◆ TRECHO:
_ _ _ _

“Eu não apoiava o que ele fazia, mas ele tinha o direito de se entregar, de estar preso”. O desabafo é de Tauã Brito, de 36 anos, mãe de Wellington, de 20 anos, um dos 121 mortos na Operação Contenção, ação policial realizada na última terça-feira (28) nos complexos da Penha e do Alemão, no Rio de Janeiro, e considerada a mais letal da história do estado.
Ela afirma que o filho foi encontrado com os punhos amarrados, um corte de faca no braço e um tiro na cabeça, o que indicaria execução depois de já estar rendido.
“Se um policial conseguiu chegar no meu filho, amarrar o braço dele e dar uma facada nele, é porque ele não oferecia mais perigo. Então, por que não levou preso? No Brasil, não tem pena de morte. Se a pessoa não oferece perigo, tem que ser presa”, criticou, relatando que tem recebido diversas ofensas por denunciar o que aconteceu.
Tauã conta que, desde 2h da madrugada, trocou mensagens com o jovem, pedindo que ele ficasse em casa. Ela enviou salmos e insistiu para que ele não saísse, mas Wellington acabou indo para a mata da Serra da Misericórdia, onde, segundo a mãe, policiais do Bope criaram um “muro”, impedindo tanto a retirada de quem estava lá quanto a entrada de moradores.
Diante do silêncio do filho, ela tentou alcançá-lo, sendo impedida por policiais. À noite, já no Hospital Estadual Getúlio Vargas, pediu que a imprensa ajudasse a entrar na mata sem risco de ser baleada, o que não ocorreu. Mais tarde, após a saída de agentes, ela e o pai de Wellington subiram com a luz do celular, chamando por ele, e o encontraram por volta de 1h da manhã, junto a outros corpos.
O velório ocorreu durante a madrugada e a manhã de quarta-feira (29), no mesmo momento em que moradores retiraram 80 mortos da mata e os colocaram enfileirados na Praça São Lucas, lembrando a Chacina de Vigário Geral, que deixou 21 vítimas há três décadas.
“O governador [do Rio, Cláudio Castro] disse que essa foi uma operação bem-sucedida. Bem-sucedida para quem? O que mudou aqui dentro? A plataforma política dele é essa: oferecer corpos?”, questionou. Ela afirma que, enquanto cobra medidas que deem oportunidade aos jovens da favela, presenciou agentes rindo e debochando das famílias na porta do IML: “A gente viu dois ônibus da polícia debochando das famílias, rindo, batendo palma, dando gargalhada”.

_ _ _ _

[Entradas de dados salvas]

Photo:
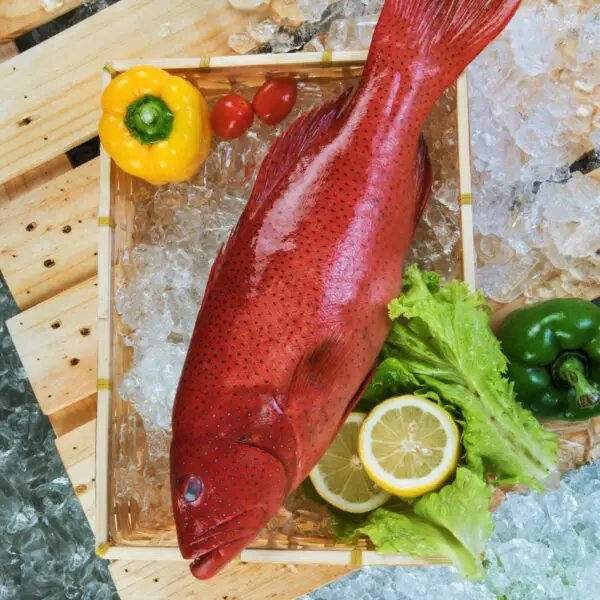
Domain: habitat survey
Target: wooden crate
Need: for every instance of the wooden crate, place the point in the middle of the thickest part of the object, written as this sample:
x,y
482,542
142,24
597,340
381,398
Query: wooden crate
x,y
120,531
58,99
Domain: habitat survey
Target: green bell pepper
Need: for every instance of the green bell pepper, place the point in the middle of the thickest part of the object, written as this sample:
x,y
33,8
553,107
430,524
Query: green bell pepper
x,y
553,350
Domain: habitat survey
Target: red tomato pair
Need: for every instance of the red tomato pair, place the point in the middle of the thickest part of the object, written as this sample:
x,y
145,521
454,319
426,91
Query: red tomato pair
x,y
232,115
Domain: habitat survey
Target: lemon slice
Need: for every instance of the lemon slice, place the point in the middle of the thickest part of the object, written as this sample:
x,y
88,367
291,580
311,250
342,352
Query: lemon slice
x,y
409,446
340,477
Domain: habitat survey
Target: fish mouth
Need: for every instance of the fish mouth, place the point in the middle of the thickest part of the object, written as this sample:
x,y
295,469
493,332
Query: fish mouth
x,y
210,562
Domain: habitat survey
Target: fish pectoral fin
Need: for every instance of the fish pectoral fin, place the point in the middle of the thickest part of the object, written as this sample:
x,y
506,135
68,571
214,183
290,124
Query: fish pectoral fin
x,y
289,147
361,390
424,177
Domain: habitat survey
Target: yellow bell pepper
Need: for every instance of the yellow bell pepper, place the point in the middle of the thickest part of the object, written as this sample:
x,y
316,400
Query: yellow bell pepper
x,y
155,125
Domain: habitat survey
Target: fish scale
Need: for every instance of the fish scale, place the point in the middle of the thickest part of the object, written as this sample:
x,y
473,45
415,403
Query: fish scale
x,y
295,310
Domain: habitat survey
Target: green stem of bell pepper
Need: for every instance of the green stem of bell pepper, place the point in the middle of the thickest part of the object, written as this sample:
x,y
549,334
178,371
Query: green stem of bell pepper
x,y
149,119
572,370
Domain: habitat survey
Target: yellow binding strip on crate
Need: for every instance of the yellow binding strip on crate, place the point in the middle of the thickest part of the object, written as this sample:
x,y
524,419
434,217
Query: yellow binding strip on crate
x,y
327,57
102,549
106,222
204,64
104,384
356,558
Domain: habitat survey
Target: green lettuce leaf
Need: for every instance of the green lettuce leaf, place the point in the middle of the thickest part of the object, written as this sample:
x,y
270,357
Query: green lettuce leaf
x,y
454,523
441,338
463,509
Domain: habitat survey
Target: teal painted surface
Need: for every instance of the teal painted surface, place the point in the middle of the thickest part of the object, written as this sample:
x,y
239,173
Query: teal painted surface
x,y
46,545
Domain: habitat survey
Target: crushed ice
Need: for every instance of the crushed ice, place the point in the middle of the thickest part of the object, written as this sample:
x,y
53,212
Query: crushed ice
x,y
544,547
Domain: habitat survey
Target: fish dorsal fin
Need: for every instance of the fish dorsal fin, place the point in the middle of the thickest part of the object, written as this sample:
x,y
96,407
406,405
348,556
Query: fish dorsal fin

_ _ _ _

◆ LISTA DE TAREFAS:
a) Liste todas as perguntas que Tauã Brito faz nas falas citadas no texto sobre a Operação Contenção.
b) Prossiga o texto sobre a Operação Contenção a partir da última frase apresentada.

◆ RESPOSTAS ABAIXO:
a)
- "Então, por que não levou preso?"
- "Bem-sucedida para quem?"
- "O que mudou aqui dentro?"
- "A plataforma política dele é essa: oferecer corpos?"

b)
Outro ponto denunciado é o tratamento dos corpos. Segundo ela, ficaram por horas no sol, tanto na mata quanto no IML, onde teriam permanecido no chão até o início do atendimento. Tauã acredita que deveriam ter sido enviados para outras unidades, com mais respeito. Por causa do avançado estado de decomposição, o enterro teve de ser com caixão fechado. “Eu queria ver o meu filho, me despedir, mas teve de ser com caixão fechado. Eu pedi para abrir, só que, quando abriu, pedi para fechar”.
A confeiteira afirma que ainda não conseguiu retornar para casa e que seguirá falando para evitar que outras mães percam seus filhos. “A minha guerra acabou, mas tem muitas mães pedindo socorro para seus filhos, e minha luta será por eles também”. Ela reforça: “Eu quero falar, realmente, sobre a minha dor, sobre o que aconteceu naquele dia, sobre o direito que me foi tirado, de chegar ao meu filho para ele poder ser preso, porque, daqui a pouco, isso vai estar esquecido, mas existem outros Wellingtons e mães que precisam ouvir”.
O governo do Rio sustenta que a ação foi bem-sucedida. Autoridades alegam que os mortos foram os que atiraram contra os policiais, que atuavam no cumprimento de 100 mandados de prisão e 180 de busca e apreensão. O objetivo, segundo eles, foi deslocar o confronto para a área de mata, considerada o “quartel general do Comando Vermelho”, para preservar moradores.
O governador Cláudio Castro declarou que apenas os quatro policiais mortos seriam vítimas da operação. O secretário de Polícia Civil, Felipe Curi, afirmou: “Chacina é a morte ilegal. O que fizemos ontem foi ação legítima do Estado para cumprimento de mandados de apreensão e prisão”.
Organizações de direitos humanos e movimentos de favelas classificaram o episódio como “chacina” e “massacre” e cobram investigação independente.